▸ Do this:
Reproduce every line of the records below verbatim, leaving out the pictures.

Point placement records

---*---

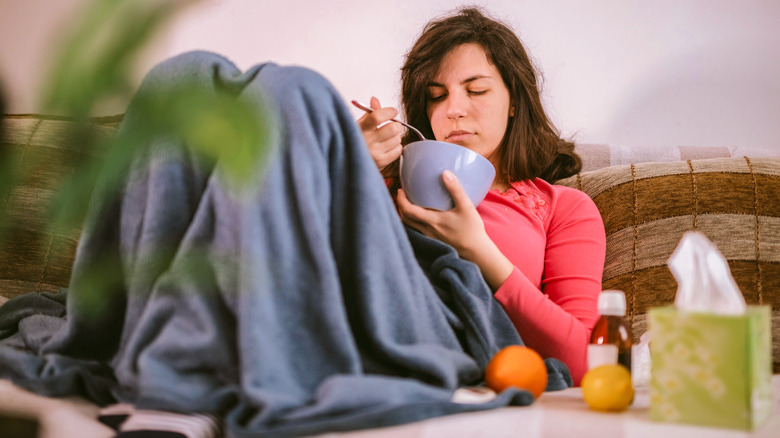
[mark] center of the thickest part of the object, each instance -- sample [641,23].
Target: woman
[540,247]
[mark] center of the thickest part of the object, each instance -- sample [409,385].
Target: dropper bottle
[611,339]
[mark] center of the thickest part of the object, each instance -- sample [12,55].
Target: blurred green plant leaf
[96,61]
[96,64]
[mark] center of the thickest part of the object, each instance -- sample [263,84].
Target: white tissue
[704,281]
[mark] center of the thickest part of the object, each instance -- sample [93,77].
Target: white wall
[634,73]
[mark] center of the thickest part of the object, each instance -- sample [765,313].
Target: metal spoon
[369,110]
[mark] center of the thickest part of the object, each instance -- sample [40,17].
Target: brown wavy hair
[532,147]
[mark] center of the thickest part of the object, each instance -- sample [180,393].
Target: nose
[456,106]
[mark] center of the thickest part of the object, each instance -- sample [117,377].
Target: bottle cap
[612,302]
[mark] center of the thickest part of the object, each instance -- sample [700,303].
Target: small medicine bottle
[611,339]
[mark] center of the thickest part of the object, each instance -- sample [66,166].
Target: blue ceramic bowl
[422,163]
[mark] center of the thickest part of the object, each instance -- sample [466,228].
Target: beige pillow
[647,207]
[32,256]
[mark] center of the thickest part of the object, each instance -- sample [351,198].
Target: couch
[647,199]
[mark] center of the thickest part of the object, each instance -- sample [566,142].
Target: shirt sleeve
[557,320]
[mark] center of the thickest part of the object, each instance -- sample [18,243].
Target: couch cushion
[34,257]
[647,207]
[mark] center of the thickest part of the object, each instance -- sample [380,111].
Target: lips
[458,135]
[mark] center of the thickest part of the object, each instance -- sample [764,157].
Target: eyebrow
[466,81]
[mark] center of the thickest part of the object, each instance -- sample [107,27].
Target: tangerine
[517,366]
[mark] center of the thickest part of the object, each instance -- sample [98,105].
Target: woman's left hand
[462,228]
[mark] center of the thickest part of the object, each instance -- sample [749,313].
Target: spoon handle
[369,110]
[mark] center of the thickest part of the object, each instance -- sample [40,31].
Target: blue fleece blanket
[312,309]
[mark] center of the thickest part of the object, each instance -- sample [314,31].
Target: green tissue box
[711,370]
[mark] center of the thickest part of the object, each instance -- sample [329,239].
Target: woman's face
[468,102]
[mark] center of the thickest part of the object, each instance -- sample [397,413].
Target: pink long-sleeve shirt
[554,236]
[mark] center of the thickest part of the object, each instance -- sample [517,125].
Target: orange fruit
[517,366]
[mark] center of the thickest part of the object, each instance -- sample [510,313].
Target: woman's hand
[383,139]
[462,228]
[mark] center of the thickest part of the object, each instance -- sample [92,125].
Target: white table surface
[555,414]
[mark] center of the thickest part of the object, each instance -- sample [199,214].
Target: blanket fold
[299,307]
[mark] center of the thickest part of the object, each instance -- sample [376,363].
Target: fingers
[382,137]
[374,104]
[378,117]
[459,195]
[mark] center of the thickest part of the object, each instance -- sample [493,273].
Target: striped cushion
[45,150]
[647,207]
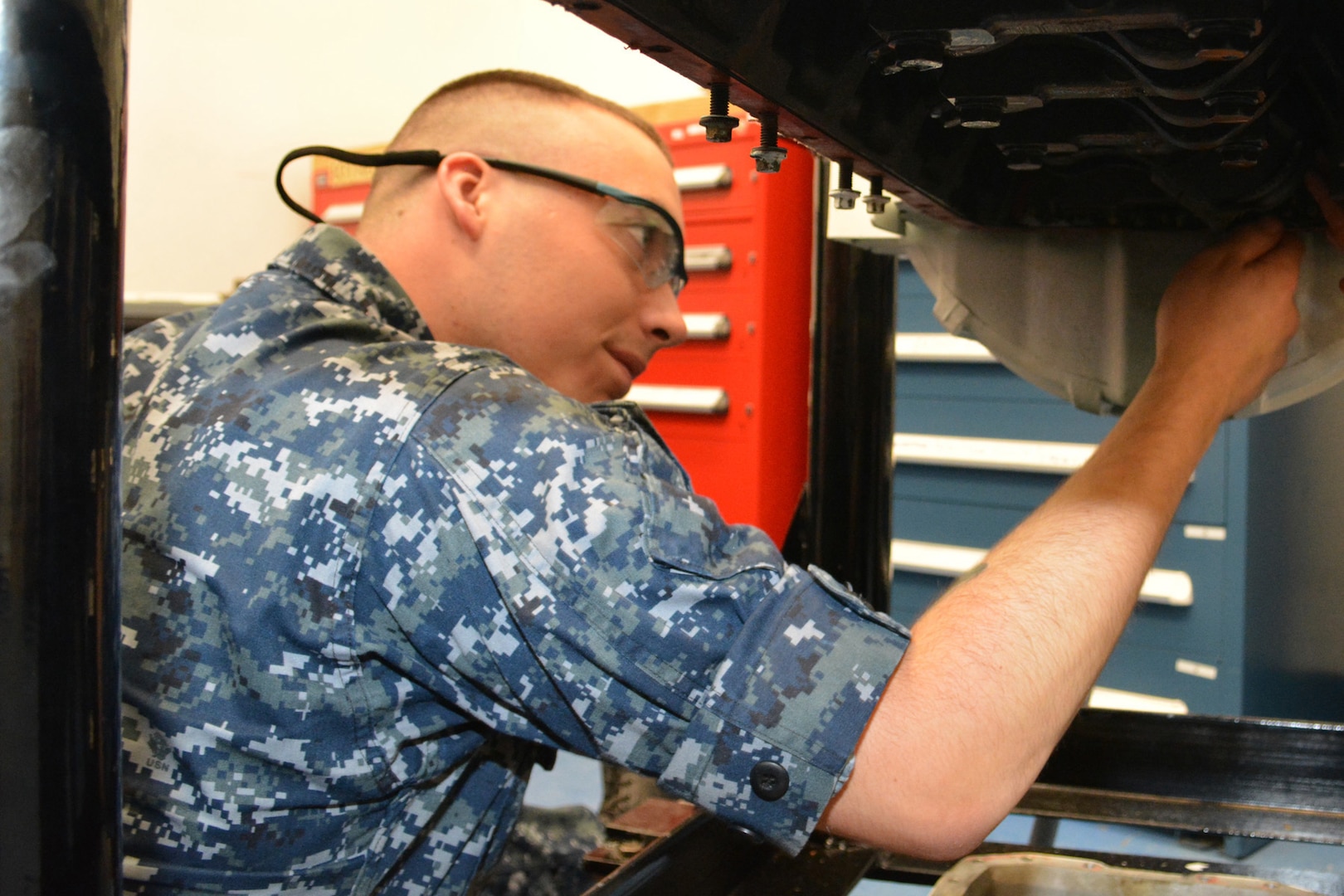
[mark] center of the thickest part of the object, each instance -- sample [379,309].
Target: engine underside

---*---

▸ Exercise output:
[mark] center of the thickest part of the object, each instance -- sample [641,23].
Target: woman
[540,247]
[mark] center of the thickest part of the object, each instance -- sample [409,385].
Target: dropper bottle
[611,339]
[mark] center of the thickest part of the object, each instance -- sample [12,55].
Target: blurred green plant leaf
[96,61]
[96,64]
[mark] center of the thickest part of the object, each instance -- sample [263,84].
Target: white tissue
[704,281]
[mark] center of the thickest part of the object, each instance -- sample [93,77].
Target: white wall
[634,73]
[mark] center of the thickest part of the object, each instance -- sample [765,313].
Target: metal spoon
[369,110]
[mark] center of the thickest part of the object, each instance -- sample [40,17].
Target: brown wavy hair
[532,147]
[mark] center of the thickest part of the object, each instance -- sample [180,393].
Target: nose
[456,106]
[mark] center of the thickest part of the object, each instance -- sample [117,377].
Target: bottle cap
[612,302]
[mark] center of the thickest part of the object, each instance -- sample [700,303].
Target: small medicine bottle
[611,339]
[mark] center of the thickest part of the object, each instance -- sample [66,166].
Target: blue ceramic bowl
[422,163]
[mark] center of the thickest part of the object, each instance -- sample [466,228].
Target: beige pillow
[647,207]
[32,256]
[mark] center of the thickest part of the object, each instance -- sample [351,198].
Target: couch
[647,199]
[mark] center of the thickest part of the object, each instance -- sample [566,142].
Target: shirt sleeve
[557,320]
[mark] center of the thickest part of the object, each instance -- sample [18,243].
Target: couch cushion
[34,257]
[647,207]
[mark] center of the thickest part of the object, each instance -- sample [380,111].
Target: lips
[458,135]
[mark] center of the thickest part of the object, each instance -- sample [764,157].
Target: eyebrow
[466,81]
[mark] center of the thickest part of the object, each instance -- sample [107,27].
Target: tangerine
[517,366]
[mark] center of the thickest part of the object, each instance -- sample [98,105].
Target: woman's left hand
[462,228]
[mark] center of the thickest part of the object, each instance -- sample [749,313].
Target: spoon handle
[369,110]
[mark] center of the thickest part of the object, each instance -- sample [40,31].
Target: blue fleece blanket
[312,309]
[mark] center of the thickest part of the object, each instance -- sample [314,31].
Target: green tissue box
[711,370]
[mark] center of the thickest part of the object, each instance -- sample [329,239].
Target: woman's face
[468,102]
[mark] center of the thickest part of the object, each instance -- sample [397,413].
Target: pink long-sleeve shirt
[554,236]
[mark] center of the thickest part of the object, each instance -- sample [517,125].
Target: orange fruit
[517,366]
[mark] center of the thickest part of the object, each instance -- sample [510,313].
Target: woman's hand
[383,139]
[462,228]
[mark] center of the thickest part of the object, each instance -- sample [92,125].
Target: white table surface
[555,414]
[mark] center of the thickest part of the object, each instance -- sample [199,214].
Target: blanket fold
[299,307]
[mark] center of the thickest part of the object, each instance -- sample [376,363].
Target: fingers
[382,137]
[374,104]
[378,117]
[459,195]
[mark] center of the thickest part of the object, each instance -- sample [493,273].
Target: striped cushion
[45,150]
[647,207]
[mark] center of the thickest part of the object, each instance -- sample [379,309].
Target: engine underside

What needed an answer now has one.